## Daftar Tugas
[A] Sebutkan semua nama diri, yaitu nama orang, tempat, atau lembaga, yang muncul dalam kutipan tentang penanganan bencana.
[B] Tuliskan ulang tanpa perubahan bagian kutipan tentang penanganan bencana yang diawali kata-kata "Perbedaan Pendekatan dalam" dan diakhiri "yang berbeda frekuensi.".

## Kutipan Pilihan
....
Perbedaan Pendekatan dalam Penanganan Bencana
Ketimpangan persepsi ini memicu pertanyaan krusial. Apakah negara benar-benar absen, ataukah standar kehadiran institusi saat krisis telah bergeser drastis? Banjir besar yang melanda Sumatera pada akhir 2025, memang bukan bencana main-main. Lebih dari 800 nyawa melayang dan ratusan ribu jiwa terpaksa mengungsi. Dalam skala kerusakan masif seperti ini, narasi Ferry Irwandi versus Komdigi sejatinya bukan pertentangan “apple-to-apple”. Ini adalah dua metode komunikasi yang berbeda frekuensi.
....
## Data Masukan
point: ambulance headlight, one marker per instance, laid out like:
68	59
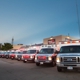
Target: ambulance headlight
35	58
31	56
58	59
50	58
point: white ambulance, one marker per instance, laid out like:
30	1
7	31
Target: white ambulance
68	57
46	55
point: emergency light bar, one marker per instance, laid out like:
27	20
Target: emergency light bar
69	42
47	46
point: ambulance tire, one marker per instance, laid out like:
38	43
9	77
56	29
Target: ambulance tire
37	64
59	69
24	61
53	64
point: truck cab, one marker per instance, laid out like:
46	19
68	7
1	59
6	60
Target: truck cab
69	56
46	55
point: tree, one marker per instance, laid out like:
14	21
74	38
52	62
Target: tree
6	46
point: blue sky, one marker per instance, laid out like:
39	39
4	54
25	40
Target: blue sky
30	21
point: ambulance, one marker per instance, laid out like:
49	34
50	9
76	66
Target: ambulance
30	55
68	57
47	55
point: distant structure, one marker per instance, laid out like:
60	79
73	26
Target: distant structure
55	39
12	41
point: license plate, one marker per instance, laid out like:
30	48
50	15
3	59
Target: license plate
70	67
25	60
41	62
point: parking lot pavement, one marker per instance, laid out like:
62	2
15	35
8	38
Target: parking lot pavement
17	70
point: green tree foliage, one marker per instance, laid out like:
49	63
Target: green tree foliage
6	46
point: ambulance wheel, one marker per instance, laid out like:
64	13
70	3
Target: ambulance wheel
59	69
24	61
53	64
37	64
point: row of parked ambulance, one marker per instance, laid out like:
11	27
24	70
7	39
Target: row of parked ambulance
47	54
67	58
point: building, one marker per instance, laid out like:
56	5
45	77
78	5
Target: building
18	46
55	39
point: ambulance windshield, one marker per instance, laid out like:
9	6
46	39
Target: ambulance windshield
46	50
70	49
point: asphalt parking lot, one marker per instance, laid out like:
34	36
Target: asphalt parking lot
17	70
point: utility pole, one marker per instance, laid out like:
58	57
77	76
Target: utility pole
78	17
12	41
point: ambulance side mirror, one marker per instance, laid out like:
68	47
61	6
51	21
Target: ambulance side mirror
37	51
56	51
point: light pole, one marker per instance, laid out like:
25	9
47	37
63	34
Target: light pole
78	17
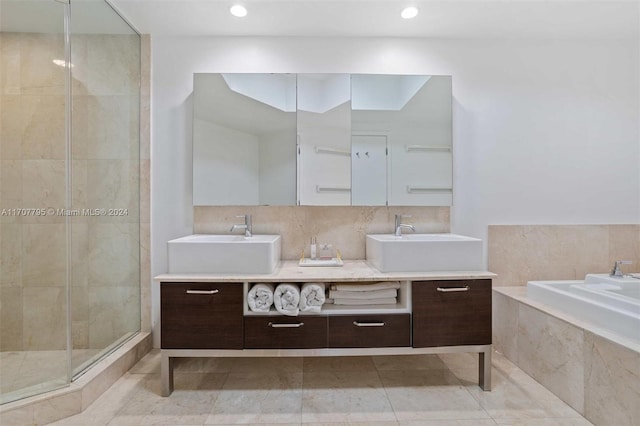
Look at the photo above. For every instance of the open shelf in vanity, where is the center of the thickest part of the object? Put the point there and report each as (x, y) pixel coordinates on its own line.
(437, 312)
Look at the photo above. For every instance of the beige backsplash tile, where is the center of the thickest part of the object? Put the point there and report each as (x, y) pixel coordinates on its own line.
(343, 227)
(522, 253)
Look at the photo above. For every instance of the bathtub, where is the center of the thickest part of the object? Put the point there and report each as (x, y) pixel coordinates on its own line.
(611, 303)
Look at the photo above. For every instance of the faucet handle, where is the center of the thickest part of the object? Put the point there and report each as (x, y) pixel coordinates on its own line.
(616, 271)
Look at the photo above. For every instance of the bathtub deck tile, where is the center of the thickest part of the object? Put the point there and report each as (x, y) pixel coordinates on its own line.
(550, 351)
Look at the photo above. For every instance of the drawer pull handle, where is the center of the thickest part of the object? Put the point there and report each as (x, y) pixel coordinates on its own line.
(202, 291)
(298, 325)
(368, 324)
(450, 289)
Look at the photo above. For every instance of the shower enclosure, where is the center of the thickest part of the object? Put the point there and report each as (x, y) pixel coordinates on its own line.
(69, 190)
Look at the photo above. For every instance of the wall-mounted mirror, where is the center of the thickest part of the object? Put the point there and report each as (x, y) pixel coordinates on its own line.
(324, 139)
(362, 139)
(244, 139)
(401, 140)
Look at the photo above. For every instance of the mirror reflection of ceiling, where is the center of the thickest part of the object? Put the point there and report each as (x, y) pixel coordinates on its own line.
(272, 89)
(215, 102)
(385, 92)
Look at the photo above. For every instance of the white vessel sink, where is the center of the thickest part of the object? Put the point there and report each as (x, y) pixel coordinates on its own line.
(424, 252)
(233, 254)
....
## Hasil Tiap Tugas
[A] Sumatera, Ferry Irwandi, Komdigi

[B]
Perbedaan Pendekatan dalam Penanganan Bencana
Ketimpangan persepsi ini memicu pertanyaan krusial. Apakah negara benar-benar absen, ataukah standar kehadiran institusi saat krisis telah bergeser drastis? Banjir besar yang melanda Sumatera pada akhir 2025, memang bukan bencana main-main. Lebih dari 800 nyawa melayang dan ratusan ribu jiwa terpaksa mengungsi. Dalam skala kerusakan masif seperti ini, narasi Ferry Irwandi versus Komdigi sejatinya bukan pertentangan “apple-to-apple”. Ini adalah dua metode komunikasi yang berbeda frekuensi.